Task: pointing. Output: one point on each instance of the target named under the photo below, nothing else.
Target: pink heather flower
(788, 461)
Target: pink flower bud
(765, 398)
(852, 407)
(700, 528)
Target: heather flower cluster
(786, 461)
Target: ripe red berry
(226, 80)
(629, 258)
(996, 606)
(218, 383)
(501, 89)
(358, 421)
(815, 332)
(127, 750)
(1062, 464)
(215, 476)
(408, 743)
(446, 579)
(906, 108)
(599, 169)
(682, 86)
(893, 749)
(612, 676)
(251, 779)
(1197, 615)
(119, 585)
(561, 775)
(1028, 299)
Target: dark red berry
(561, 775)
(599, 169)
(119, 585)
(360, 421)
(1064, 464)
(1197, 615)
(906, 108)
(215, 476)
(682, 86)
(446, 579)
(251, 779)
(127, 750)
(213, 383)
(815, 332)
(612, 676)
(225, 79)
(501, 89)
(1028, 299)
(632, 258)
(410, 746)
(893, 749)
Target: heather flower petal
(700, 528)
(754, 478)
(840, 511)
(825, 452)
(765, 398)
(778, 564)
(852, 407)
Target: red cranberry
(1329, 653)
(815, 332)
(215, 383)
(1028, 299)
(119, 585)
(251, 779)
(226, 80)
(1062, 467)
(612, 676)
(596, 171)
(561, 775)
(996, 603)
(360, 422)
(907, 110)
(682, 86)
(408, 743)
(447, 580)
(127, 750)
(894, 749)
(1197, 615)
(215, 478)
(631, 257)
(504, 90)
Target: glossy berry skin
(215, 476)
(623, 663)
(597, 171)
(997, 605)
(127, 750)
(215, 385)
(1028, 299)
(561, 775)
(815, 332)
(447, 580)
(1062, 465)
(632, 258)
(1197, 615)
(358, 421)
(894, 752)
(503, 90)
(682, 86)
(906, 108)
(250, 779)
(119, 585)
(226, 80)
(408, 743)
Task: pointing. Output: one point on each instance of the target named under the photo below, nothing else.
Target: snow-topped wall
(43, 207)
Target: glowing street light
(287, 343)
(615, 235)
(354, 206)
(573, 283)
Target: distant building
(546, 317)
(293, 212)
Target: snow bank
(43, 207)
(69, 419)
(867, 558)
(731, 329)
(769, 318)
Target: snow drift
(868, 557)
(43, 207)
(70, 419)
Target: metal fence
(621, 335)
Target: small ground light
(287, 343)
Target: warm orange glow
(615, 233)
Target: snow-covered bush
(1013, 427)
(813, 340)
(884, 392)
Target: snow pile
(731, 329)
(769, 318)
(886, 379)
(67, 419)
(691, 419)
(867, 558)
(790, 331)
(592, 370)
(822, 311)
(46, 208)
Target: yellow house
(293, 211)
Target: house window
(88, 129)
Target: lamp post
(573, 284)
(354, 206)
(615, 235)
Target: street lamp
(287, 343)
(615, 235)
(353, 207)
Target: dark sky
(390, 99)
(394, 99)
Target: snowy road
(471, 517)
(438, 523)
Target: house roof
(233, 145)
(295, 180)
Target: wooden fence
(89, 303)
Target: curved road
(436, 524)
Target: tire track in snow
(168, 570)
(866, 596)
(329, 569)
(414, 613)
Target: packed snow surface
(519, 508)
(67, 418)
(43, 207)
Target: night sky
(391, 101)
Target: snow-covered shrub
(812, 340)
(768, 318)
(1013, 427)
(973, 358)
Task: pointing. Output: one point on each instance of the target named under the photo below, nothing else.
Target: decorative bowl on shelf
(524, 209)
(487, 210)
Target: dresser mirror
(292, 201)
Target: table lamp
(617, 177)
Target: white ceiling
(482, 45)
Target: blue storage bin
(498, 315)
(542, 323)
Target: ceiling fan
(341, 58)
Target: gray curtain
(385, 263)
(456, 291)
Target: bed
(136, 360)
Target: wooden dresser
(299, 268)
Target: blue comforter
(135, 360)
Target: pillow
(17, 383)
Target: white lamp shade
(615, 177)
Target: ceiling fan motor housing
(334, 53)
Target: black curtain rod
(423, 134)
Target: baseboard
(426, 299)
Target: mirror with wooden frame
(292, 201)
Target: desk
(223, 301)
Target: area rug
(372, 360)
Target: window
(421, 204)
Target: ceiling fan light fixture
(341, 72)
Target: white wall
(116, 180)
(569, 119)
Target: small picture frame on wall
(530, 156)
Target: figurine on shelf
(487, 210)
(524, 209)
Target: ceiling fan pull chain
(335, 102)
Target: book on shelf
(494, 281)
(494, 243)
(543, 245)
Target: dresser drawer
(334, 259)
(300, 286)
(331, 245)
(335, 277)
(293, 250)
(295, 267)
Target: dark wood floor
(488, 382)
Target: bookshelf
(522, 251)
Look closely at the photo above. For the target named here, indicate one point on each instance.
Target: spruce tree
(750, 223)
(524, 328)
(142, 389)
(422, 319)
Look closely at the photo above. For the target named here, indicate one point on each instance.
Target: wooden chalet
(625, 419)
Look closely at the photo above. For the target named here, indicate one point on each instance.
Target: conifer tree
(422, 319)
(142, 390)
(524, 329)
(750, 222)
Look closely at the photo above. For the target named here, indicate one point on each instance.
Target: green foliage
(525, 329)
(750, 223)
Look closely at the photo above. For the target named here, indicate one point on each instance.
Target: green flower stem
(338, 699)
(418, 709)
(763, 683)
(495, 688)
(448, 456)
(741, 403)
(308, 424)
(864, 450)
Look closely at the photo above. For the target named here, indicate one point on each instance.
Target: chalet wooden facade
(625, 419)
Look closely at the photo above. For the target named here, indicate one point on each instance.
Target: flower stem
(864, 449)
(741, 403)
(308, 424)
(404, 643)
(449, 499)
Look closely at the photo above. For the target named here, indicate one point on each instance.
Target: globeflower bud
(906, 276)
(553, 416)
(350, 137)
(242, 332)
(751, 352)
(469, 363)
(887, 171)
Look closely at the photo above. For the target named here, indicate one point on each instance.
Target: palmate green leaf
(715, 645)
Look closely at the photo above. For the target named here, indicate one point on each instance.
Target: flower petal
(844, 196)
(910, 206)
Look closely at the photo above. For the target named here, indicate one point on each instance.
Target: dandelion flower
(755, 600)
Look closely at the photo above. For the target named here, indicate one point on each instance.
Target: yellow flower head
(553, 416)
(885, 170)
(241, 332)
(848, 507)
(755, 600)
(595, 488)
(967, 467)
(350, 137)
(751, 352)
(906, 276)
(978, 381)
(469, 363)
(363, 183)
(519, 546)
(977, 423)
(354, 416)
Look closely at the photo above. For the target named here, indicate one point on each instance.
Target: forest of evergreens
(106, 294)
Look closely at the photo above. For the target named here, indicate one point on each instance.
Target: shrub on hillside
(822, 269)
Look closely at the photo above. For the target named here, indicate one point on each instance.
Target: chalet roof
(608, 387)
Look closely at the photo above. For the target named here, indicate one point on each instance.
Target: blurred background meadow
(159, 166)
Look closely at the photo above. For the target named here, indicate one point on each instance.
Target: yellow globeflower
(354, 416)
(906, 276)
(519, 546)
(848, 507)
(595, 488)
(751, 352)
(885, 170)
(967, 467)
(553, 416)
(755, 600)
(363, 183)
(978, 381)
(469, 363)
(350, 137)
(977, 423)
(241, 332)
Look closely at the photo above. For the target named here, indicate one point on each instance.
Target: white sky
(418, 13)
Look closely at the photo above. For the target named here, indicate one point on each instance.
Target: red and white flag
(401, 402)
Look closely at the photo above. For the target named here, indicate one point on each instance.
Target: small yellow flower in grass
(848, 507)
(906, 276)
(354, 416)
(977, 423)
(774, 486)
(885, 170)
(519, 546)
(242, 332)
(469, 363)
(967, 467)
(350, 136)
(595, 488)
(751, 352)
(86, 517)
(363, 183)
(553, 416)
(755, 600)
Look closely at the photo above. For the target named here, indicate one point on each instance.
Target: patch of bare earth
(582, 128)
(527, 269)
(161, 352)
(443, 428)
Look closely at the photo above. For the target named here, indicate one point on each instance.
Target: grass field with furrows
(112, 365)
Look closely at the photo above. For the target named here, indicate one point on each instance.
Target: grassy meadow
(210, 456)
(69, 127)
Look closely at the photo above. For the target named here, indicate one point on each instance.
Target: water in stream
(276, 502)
+ + +
# [Work to do]
Select and copy each line from the listing above that includes the string "light".

# [Solution below]
Target: glowing street light
Target: small ground light
Target: ceiling fan light fixture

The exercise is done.